__EXTRACTED ENTRIES__:
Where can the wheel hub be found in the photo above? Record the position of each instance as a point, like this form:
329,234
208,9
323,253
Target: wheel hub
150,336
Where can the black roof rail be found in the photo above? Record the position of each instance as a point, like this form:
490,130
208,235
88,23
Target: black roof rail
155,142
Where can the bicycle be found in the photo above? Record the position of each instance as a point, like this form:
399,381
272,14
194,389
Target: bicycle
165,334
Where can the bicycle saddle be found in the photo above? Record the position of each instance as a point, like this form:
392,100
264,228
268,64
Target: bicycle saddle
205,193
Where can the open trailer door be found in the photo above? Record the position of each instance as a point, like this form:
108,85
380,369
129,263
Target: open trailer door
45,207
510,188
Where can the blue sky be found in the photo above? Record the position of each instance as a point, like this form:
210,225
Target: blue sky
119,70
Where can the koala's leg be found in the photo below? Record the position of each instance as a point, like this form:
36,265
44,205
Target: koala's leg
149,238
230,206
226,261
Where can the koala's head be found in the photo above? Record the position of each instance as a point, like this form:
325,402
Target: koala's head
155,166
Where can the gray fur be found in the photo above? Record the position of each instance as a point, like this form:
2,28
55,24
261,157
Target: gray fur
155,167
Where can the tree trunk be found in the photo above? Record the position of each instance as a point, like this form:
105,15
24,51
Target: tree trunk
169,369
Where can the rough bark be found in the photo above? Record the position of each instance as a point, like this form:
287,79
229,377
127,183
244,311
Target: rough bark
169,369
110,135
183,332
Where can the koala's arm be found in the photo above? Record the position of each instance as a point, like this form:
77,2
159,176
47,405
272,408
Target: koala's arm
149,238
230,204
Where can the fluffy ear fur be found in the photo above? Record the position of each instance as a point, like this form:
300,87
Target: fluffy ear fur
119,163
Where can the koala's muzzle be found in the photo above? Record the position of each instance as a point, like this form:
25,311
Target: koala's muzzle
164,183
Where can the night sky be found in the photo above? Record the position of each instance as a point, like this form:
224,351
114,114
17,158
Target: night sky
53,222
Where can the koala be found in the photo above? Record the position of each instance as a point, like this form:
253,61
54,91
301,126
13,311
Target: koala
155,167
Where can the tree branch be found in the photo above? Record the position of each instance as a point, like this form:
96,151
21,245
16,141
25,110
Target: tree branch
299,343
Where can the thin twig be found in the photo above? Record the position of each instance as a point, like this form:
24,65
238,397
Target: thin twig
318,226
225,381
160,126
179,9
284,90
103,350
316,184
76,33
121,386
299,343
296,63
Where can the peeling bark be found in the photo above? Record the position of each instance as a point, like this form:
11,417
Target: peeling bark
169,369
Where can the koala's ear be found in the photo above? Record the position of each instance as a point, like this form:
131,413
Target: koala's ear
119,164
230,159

__REQUIRED WORK__: Each entry must appear in the reply exactly as written.

__EXERCISE RESULT__:
Where can the wheel hub be found in the photo above? Record the position of each instance as a point, like this form:
329,234
208,9
323,253
Target: wheel hub
150,336
Where can the black roof rail be found in the photo above? Record the position of each instance as a point, like this form:
490,130
208,235
88,23
Target: black roof rail
155,142
Where can the bicycle be found in the photo above? Record the position of each instance as a point, like this form:
399,381
272,14
194,389
Target: bicycle
165,334
Where can the bicycle saddle be found in the photo above? Record the position of each instance as a point, like this form:
392,100
264,228
268,64
Target: bicycle saddle
205,193
Where can the open trailer door be found in the photo above? Record the position of each instance as a point, like this form:
108,85
380,369
129,263
Target: open trailer door
45,207
510,188
Where can the blue sky be found in the photo above? Record the position of each instance as a point, like this form:
210,225
Target: blue sky
119,70
Where can the koala's leg be found in the photo below? Record the position of each instance as a point, like this form:
36,265
44,205
Target: koala's leg
149,238
230,206
226,261
Where can the koala's head be found in the photo above? Record the position of each instance as a point, like this form:
325,402
Target: koala's head
155,166
Where can the gray fur be found in the photo above? Record the position of each instance as a point, like this form:
2,28
55,24
261,157
Target: gray fur
155,167
Where can the tree trunk be found in the photo above? Record the position of each instance as a point, like this form:
105,15
24,51
Target: tree trunk
169,369
Where can the rough bark be found in the photo above? Record the position of each instance as a point, like this form:
287,79
229,377
127,183
244,311
Target: rough bark
169,369
110,135
183,332
Where can the koala's arm be found in the photo above? Record the position of each instance as a point, like this form:
77,2
159,176
47,405
272,408
Target: koala's arm
149,238
230,204
Where can the fluffy ear fur be found in the photo above? Record the position of each instance as a point, like this form:
300,87
Target: fluffy ear fur
119,163
Where can the koala's muzzle be found in the photo above? Record the position of each instance as a point, like this form:
25,311
Target: koala's muzzle
164,183
Where can the night sky be found in the photo above? Record the position of each instance as a point, like this form:
224,351
114,114
17,158
Target: night sky
53,222
Where can the koala be found in the photo above? Record the position of each instance as a point, like this form:
253,61
54,91
301,126
13,311
Target: koala
155,167
Where can the tree branch be found in the photo above? Record the position of each instance as a point, like this form:
96,151
21,245
16,141
25,110
Target: tree branch
299,343
Where can the thin twig be found in the photo above? Record the position of each instance as a point, like this form:
24,65
238,397
Target: thin twig
318,226
225,381
160,126
179,9
284,90
103,350
316,184
76,33
121,386
299,343
296,63
Where can the peeling bark be found in the photo above? Record the position of each instance as a point, like this form:
11,417
Target: peeling bark
169,369
Where can the koala's ear be found in the photo above? Record the position of each instance as a point, like this form:
131,413
Target: koala's ear
119,164
230,159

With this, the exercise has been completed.